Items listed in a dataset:
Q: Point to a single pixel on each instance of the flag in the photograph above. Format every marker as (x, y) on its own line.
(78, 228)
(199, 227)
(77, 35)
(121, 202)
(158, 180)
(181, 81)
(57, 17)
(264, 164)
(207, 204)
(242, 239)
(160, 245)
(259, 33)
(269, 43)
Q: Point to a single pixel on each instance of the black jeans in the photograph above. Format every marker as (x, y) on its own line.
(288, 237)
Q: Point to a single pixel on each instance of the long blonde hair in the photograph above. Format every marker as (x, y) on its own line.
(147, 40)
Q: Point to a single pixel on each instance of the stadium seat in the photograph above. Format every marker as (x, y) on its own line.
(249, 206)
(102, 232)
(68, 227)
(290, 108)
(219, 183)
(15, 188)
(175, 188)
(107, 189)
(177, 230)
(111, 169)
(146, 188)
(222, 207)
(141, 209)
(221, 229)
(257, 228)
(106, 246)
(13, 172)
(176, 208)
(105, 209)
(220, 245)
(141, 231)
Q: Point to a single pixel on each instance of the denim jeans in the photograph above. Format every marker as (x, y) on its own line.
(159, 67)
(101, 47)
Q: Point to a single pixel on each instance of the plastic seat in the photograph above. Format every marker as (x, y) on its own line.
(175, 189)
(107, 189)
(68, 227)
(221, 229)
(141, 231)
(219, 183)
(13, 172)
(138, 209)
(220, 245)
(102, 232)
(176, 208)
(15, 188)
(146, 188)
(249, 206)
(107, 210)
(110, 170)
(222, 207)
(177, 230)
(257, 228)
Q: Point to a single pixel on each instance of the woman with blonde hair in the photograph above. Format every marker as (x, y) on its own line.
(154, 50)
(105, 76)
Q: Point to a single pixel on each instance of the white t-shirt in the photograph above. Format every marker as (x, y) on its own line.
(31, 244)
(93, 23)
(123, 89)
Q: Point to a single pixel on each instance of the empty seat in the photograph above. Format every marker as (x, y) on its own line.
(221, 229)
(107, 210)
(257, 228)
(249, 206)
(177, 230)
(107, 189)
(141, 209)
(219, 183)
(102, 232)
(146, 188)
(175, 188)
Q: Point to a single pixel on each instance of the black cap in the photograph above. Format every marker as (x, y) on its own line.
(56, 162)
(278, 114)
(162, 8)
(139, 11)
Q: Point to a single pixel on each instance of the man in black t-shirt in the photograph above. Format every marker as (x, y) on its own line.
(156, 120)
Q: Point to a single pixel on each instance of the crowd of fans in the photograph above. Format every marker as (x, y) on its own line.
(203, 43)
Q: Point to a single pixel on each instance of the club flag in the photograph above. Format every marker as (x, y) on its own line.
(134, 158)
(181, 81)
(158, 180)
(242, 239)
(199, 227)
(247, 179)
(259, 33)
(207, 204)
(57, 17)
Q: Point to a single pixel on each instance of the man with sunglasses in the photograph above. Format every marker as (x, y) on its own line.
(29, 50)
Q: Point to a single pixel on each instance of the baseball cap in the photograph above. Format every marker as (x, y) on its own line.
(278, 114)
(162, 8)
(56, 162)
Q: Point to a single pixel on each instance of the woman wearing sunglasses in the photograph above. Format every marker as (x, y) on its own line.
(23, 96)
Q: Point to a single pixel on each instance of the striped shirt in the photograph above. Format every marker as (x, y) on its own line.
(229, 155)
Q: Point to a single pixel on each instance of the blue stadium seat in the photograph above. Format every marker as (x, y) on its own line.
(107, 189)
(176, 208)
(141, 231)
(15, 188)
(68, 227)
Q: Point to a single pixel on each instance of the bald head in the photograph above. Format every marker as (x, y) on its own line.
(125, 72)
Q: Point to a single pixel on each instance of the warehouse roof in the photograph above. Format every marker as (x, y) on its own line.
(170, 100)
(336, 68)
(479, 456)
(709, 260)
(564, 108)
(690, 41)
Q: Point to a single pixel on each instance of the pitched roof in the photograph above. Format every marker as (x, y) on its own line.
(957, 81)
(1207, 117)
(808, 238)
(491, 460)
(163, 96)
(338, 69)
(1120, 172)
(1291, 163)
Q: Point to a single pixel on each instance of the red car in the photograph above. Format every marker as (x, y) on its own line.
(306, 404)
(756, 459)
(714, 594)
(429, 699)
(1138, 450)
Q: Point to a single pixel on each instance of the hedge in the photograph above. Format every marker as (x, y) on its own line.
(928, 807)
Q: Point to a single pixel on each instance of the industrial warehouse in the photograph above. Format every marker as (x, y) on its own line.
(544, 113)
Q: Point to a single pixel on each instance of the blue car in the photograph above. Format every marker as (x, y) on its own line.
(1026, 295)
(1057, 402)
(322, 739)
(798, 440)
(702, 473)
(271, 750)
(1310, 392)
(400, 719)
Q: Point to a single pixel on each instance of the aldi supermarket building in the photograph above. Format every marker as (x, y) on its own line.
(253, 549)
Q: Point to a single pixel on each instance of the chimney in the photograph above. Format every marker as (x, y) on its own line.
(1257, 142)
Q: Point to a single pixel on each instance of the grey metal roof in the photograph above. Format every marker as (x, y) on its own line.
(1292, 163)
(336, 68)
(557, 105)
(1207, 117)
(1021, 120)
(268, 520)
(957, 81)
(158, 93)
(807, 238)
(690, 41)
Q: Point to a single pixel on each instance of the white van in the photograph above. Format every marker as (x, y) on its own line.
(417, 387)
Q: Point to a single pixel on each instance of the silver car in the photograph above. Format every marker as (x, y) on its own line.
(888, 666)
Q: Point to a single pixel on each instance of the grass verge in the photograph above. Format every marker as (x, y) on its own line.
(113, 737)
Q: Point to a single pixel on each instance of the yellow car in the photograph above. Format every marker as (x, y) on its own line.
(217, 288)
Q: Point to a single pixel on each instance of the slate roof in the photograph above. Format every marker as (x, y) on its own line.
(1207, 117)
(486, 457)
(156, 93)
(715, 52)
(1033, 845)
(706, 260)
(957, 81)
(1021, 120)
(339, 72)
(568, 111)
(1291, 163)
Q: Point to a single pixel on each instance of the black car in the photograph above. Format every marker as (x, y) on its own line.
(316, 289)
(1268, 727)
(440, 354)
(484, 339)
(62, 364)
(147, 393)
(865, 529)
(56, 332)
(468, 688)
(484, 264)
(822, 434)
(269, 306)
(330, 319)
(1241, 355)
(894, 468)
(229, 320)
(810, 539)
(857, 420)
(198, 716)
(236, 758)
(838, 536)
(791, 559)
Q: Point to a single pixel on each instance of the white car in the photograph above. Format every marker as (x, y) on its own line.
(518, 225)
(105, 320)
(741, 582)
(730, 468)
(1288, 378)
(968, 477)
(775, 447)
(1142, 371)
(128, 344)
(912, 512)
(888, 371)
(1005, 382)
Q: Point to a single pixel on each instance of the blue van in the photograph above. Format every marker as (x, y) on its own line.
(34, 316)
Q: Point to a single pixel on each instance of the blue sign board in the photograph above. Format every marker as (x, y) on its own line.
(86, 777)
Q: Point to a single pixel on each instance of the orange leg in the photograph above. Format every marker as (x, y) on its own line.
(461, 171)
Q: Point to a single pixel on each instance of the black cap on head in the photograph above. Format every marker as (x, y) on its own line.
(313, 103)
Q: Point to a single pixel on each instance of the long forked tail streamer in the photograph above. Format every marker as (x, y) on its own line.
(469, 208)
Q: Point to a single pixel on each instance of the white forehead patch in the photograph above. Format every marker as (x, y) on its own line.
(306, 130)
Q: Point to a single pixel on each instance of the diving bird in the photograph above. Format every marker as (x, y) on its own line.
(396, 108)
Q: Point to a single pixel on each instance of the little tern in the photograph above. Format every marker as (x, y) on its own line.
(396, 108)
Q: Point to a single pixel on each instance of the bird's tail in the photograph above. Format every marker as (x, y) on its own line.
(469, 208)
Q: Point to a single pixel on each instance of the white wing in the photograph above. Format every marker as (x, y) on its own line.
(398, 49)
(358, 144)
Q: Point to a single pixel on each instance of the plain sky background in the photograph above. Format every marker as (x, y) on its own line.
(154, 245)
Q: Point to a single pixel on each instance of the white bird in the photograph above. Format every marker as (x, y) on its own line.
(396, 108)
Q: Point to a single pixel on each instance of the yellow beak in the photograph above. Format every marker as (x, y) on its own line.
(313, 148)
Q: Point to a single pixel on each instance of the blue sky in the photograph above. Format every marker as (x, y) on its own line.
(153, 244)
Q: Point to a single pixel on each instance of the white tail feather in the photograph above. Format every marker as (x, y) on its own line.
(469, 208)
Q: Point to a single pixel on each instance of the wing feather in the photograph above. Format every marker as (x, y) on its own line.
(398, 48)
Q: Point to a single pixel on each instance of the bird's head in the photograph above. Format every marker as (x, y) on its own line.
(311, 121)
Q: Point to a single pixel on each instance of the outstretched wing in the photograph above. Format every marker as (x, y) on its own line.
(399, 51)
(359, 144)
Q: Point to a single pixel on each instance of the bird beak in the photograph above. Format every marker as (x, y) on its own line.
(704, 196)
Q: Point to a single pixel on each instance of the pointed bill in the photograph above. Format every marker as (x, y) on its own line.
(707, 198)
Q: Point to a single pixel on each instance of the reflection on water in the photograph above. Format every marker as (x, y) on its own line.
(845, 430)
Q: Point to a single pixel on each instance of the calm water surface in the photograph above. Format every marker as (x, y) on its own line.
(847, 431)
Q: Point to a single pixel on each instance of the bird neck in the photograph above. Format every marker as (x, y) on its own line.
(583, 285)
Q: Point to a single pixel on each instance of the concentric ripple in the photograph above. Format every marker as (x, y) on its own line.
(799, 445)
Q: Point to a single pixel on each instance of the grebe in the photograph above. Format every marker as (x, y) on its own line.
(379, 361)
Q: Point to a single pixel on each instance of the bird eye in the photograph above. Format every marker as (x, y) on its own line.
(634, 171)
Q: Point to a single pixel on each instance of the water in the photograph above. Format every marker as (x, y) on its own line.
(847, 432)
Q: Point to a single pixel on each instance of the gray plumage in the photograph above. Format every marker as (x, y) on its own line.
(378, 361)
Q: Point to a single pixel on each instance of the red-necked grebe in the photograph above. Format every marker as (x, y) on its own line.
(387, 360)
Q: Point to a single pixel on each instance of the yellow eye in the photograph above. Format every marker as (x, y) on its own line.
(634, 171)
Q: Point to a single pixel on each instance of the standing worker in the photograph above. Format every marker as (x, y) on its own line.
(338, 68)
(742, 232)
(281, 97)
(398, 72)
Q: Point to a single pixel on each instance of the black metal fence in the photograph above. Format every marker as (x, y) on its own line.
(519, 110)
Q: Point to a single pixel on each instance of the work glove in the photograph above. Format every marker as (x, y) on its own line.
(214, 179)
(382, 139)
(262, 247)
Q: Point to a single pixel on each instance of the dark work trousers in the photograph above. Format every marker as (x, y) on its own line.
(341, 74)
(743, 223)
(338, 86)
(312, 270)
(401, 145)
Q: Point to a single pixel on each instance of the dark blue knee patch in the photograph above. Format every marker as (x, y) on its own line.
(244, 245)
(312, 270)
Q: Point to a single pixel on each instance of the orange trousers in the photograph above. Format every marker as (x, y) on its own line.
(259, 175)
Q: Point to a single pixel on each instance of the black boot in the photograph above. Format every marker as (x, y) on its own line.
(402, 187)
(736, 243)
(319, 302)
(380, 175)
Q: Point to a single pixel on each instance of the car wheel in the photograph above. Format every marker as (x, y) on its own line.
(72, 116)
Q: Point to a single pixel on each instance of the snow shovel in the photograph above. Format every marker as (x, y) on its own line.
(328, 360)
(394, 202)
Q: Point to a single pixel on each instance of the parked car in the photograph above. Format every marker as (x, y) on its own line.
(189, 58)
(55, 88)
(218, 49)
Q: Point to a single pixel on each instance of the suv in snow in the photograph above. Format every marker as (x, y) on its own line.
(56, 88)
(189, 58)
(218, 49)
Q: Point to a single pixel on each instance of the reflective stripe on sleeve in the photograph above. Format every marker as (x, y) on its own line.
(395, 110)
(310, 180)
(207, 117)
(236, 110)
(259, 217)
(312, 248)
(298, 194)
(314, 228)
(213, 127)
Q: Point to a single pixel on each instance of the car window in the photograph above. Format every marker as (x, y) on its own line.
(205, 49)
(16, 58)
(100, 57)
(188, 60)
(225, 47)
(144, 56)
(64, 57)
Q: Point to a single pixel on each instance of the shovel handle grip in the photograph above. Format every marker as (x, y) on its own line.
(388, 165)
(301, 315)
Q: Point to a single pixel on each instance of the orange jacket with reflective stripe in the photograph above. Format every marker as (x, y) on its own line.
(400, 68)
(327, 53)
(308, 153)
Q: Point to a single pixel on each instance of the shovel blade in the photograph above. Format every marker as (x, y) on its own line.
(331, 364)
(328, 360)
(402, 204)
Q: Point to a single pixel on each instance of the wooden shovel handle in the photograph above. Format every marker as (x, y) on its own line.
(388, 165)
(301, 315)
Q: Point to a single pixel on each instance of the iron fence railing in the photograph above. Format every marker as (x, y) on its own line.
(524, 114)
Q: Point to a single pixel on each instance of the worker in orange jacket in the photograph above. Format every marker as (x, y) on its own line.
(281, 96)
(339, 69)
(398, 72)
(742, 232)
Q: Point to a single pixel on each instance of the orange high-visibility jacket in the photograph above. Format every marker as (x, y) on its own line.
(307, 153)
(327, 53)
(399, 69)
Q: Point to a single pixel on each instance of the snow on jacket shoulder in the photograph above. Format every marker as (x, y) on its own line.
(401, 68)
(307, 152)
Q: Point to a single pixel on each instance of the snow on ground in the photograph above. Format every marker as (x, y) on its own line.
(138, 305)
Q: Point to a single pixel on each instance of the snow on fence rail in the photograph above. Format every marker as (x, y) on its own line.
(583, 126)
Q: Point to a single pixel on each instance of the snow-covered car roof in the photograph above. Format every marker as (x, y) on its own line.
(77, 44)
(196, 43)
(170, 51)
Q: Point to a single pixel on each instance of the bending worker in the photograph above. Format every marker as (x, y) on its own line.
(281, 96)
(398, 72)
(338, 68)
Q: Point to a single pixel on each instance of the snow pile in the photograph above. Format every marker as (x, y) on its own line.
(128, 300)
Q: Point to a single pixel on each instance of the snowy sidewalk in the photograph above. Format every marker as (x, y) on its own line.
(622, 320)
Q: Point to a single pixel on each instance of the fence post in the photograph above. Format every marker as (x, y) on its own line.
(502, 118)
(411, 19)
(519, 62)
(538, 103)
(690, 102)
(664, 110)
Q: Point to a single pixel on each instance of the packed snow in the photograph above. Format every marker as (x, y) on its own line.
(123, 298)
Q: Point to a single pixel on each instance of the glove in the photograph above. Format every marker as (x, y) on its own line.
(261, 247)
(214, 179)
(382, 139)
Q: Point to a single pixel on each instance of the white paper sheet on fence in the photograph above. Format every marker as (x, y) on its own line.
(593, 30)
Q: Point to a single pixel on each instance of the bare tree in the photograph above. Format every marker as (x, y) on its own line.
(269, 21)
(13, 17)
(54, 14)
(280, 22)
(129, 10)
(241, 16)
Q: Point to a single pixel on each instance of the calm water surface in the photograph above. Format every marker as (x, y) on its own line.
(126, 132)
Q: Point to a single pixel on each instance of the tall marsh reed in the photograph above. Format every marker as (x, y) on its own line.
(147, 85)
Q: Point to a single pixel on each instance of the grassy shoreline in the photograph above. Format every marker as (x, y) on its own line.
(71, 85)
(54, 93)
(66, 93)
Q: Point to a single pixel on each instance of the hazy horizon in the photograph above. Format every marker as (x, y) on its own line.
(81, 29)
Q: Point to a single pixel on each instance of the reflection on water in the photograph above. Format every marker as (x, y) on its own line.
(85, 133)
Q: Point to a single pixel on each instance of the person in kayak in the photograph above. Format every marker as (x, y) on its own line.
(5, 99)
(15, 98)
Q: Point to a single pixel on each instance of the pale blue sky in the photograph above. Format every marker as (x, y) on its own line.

What you should do:
Only one stretch of the data is wanted: the lines from the one with "of the glove" through the last, repeated exactly.

Solution for this problem:
Q: Point to a single pixel on each instance of the glove in the photograph above. Format every marker as (x, y) on its own line.
(261, 247)
(214, 179)
(382, 139)
Q: Point to a single pixel on each instance of the white paper sheet on fence in the photograph above. Format every marker as (x, y) on its own line.
(593, 30)
Q: Point to a single pixel on each instance of the bare tree in the photograph above. Format every marker as (x, y) on its own line.
(269, 21)
(13, 17)
(54, 14)
(280, 22)
(129, 10)
(241, 16)
Q: Point to a single pixel on each instance of the calm water surface in the photograph above. Format every marker as (x, y) on its own line.
(126, 132)
Q: Point to a single pixel on each instance of the tall marsh reed in the photograph above. Format every marker as (x, y) on its own line.
(147, 85)
Q: Point to a single pixel on each instance of the grassy shoreline in the photograph above. Format every marker as (x, y) on its own line.
(71, 85)
(54, 93)
(66, 93)
Q: Point to a single pixel on each instance of the hazy horizon in the photograph above. Format every marker as (x, y) on its own line.
(81, 29)
Q: Point to a single pixel on each instance of the reflection on water in the photograph above. Format every marker as (x, y) on its own line.
(85, 133)
Q: Point to a single pixel on each instance of the person in kayak in the photograph above. Format every marker as (x, y) on its own line.
(5, 99)
(15, 98)
Q: Point to a single pixel on each instance of the pale blue sky in the photograph above. Format every marker as (x, y) on its own line.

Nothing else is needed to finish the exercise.